• _Stated exercise_
Copy every line from the start of the records down to and including the line containing "[(581, 95)]", requests included, and add 8 to each number in the answer coordinates. Leave the requests and their format samples unchanged, and output only those lines.

• _Provided data_
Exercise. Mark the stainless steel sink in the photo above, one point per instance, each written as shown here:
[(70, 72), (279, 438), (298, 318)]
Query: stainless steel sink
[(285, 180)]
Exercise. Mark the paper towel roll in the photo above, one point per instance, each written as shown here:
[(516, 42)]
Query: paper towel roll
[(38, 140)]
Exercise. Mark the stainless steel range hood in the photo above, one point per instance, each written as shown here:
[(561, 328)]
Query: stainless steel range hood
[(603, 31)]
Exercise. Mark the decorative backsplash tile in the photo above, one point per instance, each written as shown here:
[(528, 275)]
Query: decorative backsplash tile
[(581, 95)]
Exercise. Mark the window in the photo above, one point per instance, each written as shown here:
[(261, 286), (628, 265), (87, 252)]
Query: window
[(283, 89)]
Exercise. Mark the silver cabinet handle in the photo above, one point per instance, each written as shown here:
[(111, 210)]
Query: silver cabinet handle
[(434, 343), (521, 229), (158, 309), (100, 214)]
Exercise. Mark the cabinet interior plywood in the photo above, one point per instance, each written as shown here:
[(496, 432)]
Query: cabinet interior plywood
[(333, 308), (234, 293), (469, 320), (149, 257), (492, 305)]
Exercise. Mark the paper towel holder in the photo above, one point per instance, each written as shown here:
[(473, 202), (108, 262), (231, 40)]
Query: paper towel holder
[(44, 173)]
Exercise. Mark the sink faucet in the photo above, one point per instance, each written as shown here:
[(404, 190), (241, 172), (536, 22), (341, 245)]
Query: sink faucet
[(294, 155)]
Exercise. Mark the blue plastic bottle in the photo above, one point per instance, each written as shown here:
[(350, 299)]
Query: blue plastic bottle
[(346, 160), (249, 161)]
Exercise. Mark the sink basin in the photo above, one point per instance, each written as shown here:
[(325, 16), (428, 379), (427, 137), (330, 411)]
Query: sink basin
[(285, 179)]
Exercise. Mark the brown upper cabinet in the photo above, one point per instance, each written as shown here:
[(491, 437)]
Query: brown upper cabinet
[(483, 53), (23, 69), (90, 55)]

• _Task output_
Exercise. Mark the stainless steel sink in the photo above, one point per instance, each written as shown here:
[(70, 72), (279, 438), (298, 318)]
Query: stainless steel sink
[(293, 188)]
Exercise. Mark the paper towel roll in the photo above, one point per instance, each written as shown here:
[(516, 42)]
Query: paper towel roll
[(46, 148)]
Exercise. Mark the stainless steel range hood in the photo above, one point per instance, each written as shown here:
[(561, 328)]
Query: stainless steel range hood
[(611, 39)]
Exercise. Mark the decorative backsplash tile in the photo above, one point per instance, each written as shown here:
[(528, 275)]
Query: decorative backsplash tile
[(589, 103)]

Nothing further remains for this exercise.